* Task set
1. Copy the passage of the rat stroke thread between "My roommate who's" and "that fit stroke.", inclusive.
2. Answer these questions from the rat stroke thread:
(a) How old is Piper?
(b) What did the roommate who has had rats suggest might be wrong?
(c) What does lilspaz68 ask about doing to the baby to check its lungs?

(Beginning of Study text)

# Possible stroke symptoms, please help!



## jillieloza (Nov 14, 2011)

I have two hooded rats, Pippa is a 5ish months and Piper is 7 weeks old. A few weeks ago Pippa suddenly was showing signs of a stroke; extreme weakness on her right side, uncoordinated movements. However she still got excited for banana and tried her best to get around. Within a few hours she was completely back to normal and has been fine ever since. Now last night little Piper suddenly was exhibiting similar symptoms, but much worse. It's almost like she's been tranquilized, she's sleepy and super weak, she can't even hold her little body up  When I put her on my leg she just sprawls out spread eagle like a frog, no strength at all. However, she can move all of her legs just fine, just slowly and with little strength. I assumed she might have had a stroke despite her young age and tried making her walk around until she was better a few hours later; her weakness was all over and not isolated to one side. She's been fine all day today, a little less lively than usual but still running around like crazy and begging to be let out of her cage. Now I went to feed her a few minutes ago and she's in the exact same stupor as last night  Acting super sleepy, overall weak, trying to nibble at food but not grasping with her front paws like usual because she can't support her own weight. Her breathing is normal and she has no outward symptoms such as red nose or weepy eyes. Does anyone know what this may be? I live in a small town and there exotic animal vets here, I'd be willing to try a regular vet but wanted to see if you guys had any ideas. It's so strange that she was completely fine for most of today, only to revert back to extreme weakness and little responsiveness. I'm hoping she'll be better again in the next couple hours, but want to put this behind us once and for all! She'll sip bits of sugar water and bits of banana but it's half-hearted. Also worth mentioning, Pippa and Piper live in separate cages as Pippa's cagemate died recently and I've been working to introduce Pippa and Piper (Pippa is acting very territorial and wants nothing to do with Piper yet). So I don't know if Pippa was perhaps ill and transferred the illness on my hands and then to Piper, but they are not living communally or interacting whatsoever. Also Pippa has been completely fine and exhibited no symptoms since that night. Any ideas or suggestions would be much appreciated.


----------



## jillieloza (Nov 14, 2011)

My roommate who's had rats suggested they might be lonely/depressed since they're alone, any thoughts on this too?


----------



## lilspaz68 (Feb 24, 2007)

How did Pippa's cagemate die? What were her symptoms? A 5 month old rat dying suddenly is always concerning. I think you should try to think away from stroke in this case...it's very unlikely for such young rats to have it, so we need to look for other symptoms, not just ones that fit stroke.

Have you rat phoned the baby to see if you hear anything in the lungs at all?

(End of Study text)
(Beginning of Stored data)

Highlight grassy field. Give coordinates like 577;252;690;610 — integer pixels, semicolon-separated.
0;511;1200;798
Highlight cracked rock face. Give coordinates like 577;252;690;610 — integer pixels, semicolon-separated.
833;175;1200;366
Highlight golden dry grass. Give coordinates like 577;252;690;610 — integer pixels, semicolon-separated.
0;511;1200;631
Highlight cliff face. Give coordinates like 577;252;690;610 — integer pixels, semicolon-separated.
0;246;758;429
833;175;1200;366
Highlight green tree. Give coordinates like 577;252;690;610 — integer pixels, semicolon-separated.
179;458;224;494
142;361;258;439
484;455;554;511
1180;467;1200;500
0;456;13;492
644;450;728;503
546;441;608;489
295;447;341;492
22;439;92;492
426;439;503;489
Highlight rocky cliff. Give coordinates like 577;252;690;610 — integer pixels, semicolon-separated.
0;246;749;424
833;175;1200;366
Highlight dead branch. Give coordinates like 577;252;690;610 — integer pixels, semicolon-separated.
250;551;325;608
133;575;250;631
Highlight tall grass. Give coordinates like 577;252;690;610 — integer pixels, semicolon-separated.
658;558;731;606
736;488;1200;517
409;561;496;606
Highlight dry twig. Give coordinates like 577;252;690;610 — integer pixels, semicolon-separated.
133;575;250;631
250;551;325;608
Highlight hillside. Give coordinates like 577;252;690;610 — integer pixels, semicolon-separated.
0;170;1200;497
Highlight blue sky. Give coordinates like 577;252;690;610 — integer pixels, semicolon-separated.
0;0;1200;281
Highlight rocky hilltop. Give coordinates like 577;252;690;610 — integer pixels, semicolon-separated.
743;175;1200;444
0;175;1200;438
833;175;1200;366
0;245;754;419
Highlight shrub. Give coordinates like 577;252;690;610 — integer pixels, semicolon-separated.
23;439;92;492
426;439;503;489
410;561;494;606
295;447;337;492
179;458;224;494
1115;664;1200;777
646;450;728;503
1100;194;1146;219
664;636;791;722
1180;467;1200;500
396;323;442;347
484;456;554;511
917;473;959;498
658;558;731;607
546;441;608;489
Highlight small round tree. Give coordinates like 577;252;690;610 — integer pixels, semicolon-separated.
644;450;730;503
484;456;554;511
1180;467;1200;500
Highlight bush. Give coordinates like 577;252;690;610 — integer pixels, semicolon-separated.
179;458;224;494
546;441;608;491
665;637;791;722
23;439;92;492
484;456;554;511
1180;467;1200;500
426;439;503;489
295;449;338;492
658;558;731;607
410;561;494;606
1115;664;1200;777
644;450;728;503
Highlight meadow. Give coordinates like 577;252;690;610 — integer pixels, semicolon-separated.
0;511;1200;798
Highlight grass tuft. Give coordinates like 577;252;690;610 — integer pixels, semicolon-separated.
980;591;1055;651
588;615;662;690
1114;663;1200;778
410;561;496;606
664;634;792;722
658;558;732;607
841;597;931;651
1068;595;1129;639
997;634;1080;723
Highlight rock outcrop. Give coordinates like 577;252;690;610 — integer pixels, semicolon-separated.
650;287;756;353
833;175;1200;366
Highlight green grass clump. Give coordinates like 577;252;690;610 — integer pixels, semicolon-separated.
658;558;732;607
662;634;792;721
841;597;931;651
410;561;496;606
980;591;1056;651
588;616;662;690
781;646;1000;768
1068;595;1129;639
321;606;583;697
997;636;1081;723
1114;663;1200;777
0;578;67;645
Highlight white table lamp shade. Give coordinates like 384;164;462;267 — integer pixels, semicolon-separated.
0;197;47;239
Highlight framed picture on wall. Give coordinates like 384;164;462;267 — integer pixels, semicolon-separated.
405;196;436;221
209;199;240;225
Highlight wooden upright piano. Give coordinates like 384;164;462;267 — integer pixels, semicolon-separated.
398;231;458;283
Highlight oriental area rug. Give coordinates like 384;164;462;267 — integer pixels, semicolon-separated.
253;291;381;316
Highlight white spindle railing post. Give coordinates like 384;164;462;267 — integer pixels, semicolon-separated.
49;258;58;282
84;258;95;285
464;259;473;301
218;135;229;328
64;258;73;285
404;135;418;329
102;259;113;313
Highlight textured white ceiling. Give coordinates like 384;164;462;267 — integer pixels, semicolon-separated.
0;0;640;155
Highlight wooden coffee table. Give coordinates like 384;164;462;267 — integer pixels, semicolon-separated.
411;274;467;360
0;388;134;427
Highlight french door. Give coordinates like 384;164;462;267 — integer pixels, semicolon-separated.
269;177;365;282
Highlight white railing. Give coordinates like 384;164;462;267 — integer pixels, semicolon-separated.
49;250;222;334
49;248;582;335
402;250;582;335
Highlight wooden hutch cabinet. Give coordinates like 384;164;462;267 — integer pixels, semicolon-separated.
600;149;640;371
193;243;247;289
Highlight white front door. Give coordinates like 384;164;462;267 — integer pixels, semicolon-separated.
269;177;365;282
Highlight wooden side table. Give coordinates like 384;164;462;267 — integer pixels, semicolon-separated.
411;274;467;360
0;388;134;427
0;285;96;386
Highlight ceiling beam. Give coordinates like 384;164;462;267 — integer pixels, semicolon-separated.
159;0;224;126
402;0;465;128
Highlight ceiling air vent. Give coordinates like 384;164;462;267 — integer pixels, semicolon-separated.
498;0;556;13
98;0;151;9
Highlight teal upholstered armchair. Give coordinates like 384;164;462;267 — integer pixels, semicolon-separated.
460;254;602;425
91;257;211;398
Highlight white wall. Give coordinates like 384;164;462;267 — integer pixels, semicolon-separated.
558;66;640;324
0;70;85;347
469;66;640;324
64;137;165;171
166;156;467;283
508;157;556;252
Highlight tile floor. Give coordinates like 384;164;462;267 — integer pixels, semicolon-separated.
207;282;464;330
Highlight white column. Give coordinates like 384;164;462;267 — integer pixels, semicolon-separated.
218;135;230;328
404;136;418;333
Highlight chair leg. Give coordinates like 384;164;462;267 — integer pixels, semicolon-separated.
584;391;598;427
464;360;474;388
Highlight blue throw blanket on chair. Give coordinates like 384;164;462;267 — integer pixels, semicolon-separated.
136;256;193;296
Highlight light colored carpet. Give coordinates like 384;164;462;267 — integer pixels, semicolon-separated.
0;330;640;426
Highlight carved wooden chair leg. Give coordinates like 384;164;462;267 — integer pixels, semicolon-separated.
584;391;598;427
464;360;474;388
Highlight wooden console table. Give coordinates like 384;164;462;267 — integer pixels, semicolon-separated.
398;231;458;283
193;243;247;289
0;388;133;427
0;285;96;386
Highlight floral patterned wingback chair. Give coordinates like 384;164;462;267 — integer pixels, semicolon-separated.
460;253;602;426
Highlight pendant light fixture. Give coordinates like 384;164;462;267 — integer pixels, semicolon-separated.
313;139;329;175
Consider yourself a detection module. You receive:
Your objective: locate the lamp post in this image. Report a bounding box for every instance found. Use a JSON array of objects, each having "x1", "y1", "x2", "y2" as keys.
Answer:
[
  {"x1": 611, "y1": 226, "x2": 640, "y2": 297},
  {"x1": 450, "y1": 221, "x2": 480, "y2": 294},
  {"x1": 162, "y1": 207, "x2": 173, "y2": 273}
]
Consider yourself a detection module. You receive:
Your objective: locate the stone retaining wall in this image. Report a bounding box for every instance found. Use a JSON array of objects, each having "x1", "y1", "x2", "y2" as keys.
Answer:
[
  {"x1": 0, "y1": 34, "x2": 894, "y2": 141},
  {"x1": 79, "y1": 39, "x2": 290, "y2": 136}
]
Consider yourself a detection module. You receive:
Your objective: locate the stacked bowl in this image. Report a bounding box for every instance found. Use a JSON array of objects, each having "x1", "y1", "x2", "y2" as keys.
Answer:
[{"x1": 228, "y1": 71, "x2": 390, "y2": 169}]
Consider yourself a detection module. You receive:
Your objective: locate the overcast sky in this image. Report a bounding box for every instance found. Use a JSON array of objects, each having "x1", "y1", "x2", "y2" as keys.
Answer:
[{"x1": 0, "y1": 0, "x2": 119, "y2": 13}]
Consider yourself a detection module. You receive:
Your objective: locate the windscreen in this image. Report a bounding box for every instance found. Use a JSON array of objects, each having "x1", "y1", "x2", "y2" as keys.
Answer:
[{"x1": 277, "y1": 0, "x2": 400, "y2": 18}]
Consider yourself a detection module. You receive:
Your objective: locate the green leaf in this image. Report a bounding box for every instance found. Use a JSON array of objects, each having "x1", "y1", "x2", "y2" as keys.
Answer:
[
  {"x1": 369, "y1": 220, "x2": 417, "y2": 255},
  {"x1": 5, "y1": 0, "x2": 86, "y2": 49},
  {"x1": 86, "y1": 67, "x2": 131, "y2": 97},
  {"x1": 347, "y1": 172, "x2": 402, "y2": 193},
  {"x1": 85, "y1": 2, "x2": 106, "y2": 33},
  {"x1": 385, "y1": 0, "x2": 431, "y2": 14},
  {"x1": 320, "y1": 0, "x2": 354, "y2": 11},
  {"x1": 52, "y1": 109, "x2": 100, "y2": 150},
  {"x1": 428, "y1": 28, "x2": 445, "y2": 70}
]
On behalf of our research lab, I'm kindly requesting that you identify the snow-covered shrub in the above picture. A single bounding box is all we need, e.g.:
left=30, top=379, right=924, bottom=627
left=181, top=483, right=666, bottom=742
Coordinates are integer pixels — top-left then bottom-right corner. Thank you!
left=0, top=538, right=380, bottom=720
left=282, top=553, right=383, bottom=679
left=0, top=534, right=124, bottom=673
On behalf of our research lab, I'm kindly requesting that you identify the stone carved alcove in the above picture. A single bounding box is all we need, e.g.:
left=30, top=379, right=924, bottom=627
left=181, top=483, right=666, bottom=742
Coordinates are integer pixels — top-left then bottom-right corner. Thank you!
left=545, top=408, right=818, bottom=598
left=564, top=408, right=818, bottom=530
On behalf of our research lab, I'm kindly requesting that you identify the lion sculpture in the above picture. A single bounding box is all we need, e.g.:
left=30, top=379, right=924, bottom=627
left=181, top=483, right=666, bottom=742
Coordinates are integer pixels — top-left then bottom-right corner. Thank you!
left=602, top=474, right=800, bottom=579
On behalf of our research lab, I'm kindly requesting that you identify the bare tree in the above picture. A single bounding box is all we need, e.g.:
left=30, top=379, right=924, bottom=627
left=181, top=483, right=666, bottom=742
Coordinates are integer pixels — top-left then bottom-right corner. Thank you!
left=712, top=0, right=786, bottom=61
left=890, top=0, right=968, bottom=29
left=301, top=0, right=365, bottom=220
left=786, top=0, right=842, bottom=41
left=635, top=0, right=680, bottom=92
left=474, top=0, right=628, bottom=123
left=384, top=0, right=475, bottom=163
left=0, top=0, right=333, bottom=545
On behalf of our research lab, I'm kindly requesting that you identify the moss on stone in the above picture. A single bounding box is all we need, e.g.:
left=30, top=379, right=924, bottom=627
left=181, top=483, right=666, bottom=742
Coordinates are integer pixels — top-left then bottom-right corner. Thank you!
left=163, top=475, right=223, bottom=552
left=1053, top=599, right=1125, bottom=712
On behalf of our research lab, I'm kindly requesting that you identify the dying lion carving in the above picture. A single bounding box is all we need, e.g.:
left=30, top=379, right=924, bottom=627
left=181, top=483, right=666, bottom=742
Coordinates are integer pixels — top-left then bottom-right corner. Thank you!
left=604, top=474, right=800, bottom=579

(End of Stored data)

* Answer set
1.
My roommate who's had rats suggested they might be lonely/depressed since they're alone, any thoughts on this too?


----------



## lilspaz68 (Feb 24, 2007)

How did Pippa's cagemate die? What were her symptoms? A 5 month old rat dying suddenly is always concerning. I think you should try to think away from stroke in this case...it's very unlikely for such young rats to have it, so we need to look for other symptoms, not just ones that fit stroke.

2.
(a) 7 weeks old.
(b) That the rats might be lonely or depressed because they're alone.
(c) Rat phoning the baby to hear whether there is anything in the lungs.